WORK TO BE COMPLETED - Quote the part of the interview excerpt on environmental policy that begins at "One critical project" and stops after "a policy perspective.".

DOCUMENT EXCERPT -
One critical project they’re working on is titled ‘Limiting Environmental Impacts While Optimising Benefits of Rapid Road Expansion in the Asia-Pacific Region’, in which they assess the impacts of roads and other infrastructure on terrestrial ecosystems of the Asia-Pacific region. This sort of work is heavily leaning toward engaging policy makers and motivating change at the top level of politics. So I ask Laurance if he has noticed improvements in the way governments around the world have been proactive in the environment sector over the past few decades — the Trump administration aside.
“Whew. I think people forget how bad the Ronald Reagan Presidency was for the environment,” he responds. “Trump is more ‘ridiculous’ than most other politicians but, at least among conservatives, he’s by no means unique, from a policy perspective.
“But to address your broader question, I see both good and bad news. The good news is that we’ve come a hell of a long way from ‘Silent Spring’ — when Rachel Carson was castigated for daring to argue that some pesticides and industrial chemicals were harmful to people and nature. The bad news is that population growth and rising consumption worldwide mean that our problems really are a lot more serious and urgent.
My grandfather was born into a world with a billion people and when economic luxuries, such as having a car or going out to a restaurant, were a relative rarity. We’re now approaching eight billion people, and a much higher fraction of them are highly consumerist. So, we’re stressing the planet a lot more than we did just a few generations ago, and the basic problem is that we don’t think or act in a long-term manner—not in any real terms.

SOURCE MATERIAL -
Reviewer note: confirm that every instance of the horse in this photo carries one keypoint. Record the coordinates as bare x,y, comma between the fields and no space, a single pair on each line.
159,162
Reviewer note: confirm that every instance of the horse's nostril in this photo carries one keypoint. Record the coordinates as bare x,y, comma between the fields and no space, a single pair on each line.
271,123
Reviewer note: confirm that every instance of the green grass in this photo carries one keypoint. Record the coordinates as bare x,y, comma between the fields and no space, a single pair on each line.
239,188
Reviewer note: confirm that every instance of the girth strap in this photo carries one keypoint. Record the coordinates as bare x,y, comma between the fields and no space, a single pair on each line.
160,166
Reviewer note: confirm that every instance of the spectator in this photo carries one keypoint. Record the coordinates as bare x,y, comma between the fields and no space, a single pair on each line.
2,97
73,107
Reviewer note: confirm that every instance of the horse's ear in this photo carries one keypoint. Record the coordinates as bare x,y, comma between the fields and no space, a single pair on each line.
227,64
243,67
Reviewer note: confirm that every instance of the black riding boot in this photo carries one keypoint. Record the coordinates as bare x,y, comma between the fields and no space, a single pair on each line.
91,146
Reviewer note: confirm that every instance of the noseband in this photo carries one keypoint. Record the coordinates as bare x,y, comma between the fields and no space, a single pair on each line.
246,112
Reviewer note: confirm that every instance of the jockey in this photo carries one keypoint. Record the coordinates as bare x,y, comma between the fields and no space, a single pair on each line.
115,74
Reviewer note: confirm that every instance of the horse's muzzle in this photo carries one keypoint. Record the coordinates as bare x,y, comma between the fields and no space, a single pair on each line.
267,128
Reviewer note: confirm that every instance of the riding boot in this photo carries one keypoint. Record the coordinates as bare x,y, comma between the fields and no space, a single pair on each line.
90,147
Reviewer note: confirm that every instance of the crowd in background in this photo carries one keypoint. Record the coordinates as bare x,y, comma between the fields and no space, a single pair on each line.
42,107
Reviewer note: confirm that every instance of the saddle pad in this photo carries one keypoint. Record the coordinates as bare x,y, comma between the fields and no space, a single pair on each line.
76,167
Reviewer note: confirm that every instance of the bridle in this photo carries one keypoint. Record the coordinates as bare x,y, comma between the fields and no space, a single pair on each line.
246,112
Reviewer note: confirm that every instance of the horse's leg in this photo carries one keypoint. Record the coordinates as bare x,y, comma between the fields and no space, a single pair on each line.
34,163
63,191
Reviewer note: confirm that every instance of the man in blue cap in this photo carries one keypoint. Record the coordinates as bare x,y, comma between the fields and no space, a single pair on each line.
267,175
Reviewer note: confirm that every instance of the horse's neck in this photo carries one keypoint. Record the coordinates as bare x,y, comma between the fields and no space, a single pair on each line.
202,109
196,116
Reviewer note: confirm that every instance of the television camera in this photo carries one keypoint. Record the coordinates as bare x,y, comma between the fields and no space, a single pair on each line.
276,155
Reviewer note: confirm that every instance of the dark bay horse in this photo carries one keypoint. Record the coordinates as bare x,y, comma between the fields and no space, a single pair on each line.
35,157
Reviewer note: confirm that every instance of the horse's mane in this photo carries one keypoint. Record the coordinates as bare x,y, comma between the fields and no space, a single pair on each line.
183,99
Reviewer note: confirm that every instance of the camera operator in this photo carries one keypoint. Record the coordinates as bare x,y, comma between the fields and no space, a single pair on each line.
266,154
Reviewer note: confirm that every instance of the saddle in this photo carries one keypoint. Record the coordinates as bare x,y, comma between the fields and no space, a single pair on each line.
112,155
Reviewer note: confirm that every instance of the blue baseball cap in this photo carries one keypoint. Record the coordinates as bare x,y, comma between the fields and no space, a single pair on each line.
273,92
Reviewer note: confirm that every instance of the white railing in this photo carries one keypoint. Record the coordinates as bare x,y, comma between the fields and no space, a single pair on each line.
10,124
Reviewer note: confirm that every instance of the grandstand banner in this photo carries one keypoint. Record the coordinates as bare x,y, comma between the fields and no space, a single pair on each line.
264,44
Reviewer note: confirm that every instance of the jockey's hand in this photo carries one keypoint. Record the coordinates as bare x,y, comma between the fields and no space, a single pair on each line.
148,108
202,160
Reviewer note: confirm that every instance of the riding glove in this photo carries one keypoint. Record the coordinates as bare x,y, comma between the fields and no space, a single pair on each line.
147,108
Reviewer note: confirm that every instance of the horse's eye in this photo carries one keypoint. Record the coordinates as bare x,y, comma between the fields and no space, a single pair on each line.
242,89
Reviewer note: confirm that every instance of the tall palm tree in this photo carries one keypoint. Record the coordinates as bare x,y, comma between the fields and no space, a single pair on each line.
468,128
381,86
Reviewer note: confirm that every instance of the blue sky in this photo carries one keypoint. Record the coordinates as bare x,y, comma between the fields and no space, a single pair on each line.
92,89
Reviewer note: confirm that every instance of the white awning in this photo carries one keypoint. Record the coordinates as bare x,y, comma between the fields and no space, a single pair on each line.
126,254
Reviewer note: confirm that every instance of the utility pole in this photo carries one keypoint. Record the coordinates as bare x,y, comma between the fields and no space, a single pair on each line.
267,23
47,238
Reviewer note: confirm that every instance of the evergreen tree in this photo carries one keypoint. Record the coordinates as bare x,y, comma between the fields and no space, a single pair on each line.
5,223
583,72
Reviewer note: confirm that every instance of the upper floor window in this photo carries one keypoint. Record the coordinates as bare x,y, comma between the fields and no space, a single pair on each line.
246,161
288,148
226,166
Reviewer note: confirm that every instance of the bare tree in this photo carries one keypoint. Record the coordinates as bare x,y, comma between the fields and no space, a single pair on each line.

ANSWER TO THE EXERCISE -
One critical project they’re working on is titled ‘Limiting Environmental Impacts While Optimising Benefits of Rapid Road Expansion in the Asia-Pacific Region’, in which they assess the impacts of roads and other infrastructure on terrestrial ecosystems of the Asia-Pacific region. This sort of work is heavily leaning toward engaging policy makers and motivating change at the top level of politics. So I ask Laurance if he has noticed improvements in the way governments around the world have been proactive in the environment sector over the past few decades — the Trump administration aside.
“Whew. I think people forget how bad the Ronald Reagan Presidency was for the environment,” he responds. “Trump is more ‘ridiculous’ than most other politicians but, at least among conservatives, he’s by no means unique, from a policy perspective.